• Exercise requirements
Duplicate the records below verbatim, from their start through the line containing "(1018, 674)", both ends included. Omit the pictures from your copy.

• Records supplied
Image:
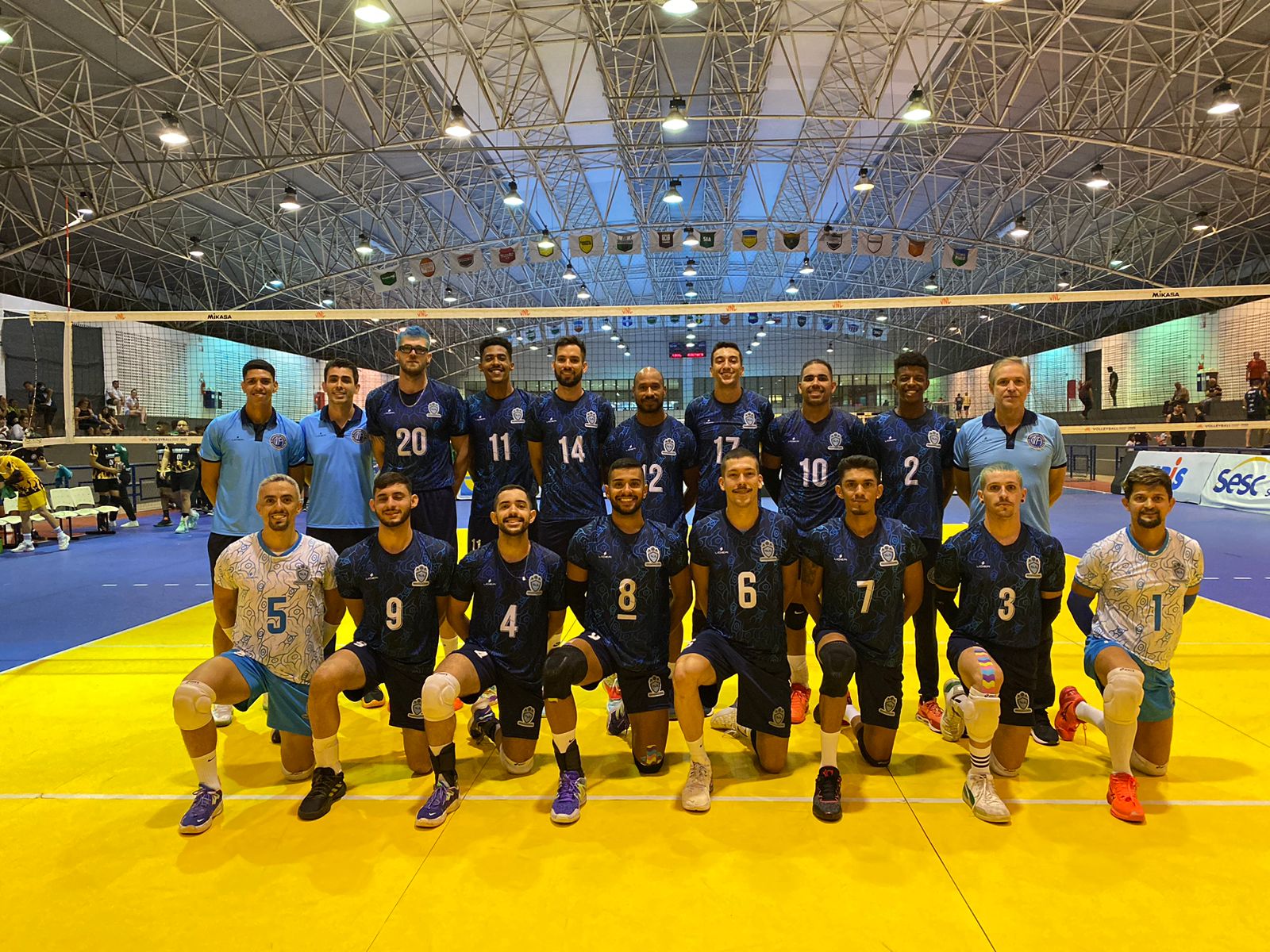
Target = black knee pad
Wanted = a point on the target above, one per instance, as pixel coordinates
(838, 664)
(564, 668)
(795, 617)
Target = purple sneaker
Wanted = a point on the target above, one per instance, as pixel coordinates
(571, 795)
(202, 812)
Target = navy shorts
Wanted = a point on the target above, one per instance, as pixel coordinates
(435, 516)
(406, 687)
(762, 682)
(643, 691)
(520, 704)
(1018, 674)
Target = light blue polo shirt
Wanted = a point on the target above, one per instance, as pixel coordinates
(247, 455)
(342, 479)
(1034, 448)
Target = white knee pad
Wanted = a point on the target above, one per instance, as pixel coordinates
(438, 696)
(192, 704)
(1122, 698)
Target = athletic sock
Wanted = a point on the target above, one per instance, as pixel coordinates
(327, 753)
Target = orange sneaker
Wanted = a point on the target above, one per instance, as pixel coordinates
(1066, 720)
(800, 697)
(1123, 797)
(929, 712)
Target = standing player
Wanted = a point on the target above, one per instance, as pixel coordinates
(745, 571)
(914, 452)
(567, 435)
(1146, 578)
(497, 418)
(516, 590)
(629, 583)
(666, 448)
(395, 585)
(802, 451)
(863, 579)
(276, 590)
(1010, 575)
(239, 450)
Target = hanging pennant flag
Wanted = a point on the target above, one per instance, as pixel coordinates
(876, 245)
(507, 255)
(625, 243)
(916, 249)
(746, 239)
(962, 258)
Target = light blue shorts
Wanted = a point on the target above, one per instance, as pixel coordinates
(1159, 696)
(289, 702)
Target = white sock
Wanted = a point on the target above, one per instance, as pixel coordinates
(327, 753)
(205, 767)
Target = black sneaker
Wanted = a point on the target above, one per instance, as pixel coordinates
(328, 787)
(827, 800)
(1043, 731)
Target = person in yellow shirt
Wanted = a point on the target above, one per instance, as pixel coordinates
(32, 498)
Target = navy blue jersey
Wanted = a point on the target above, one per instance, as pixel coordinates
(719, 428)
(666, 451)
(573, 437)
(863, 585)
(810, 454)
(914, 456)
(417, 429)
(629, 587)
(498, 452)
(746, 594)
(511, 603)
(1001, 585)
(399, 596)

• Task result
Image:
Target = black knee pad
Wanted = a point on the target above, one per instance, as pixel coordinates
(838, 664)
(564, 668)
(795, 617)
Target = purple sneaker
Wanted = a point on the target above, one per instance, as pixel coordinates
(571, 795)
(202, 812)
Target = navy shorts
Wanted = a point on the target above, one per instance, as pixel coordinates
(435, 516)
(406, 687)
(762, 682)
(643, 691)
(520, 704)
(1018, 674)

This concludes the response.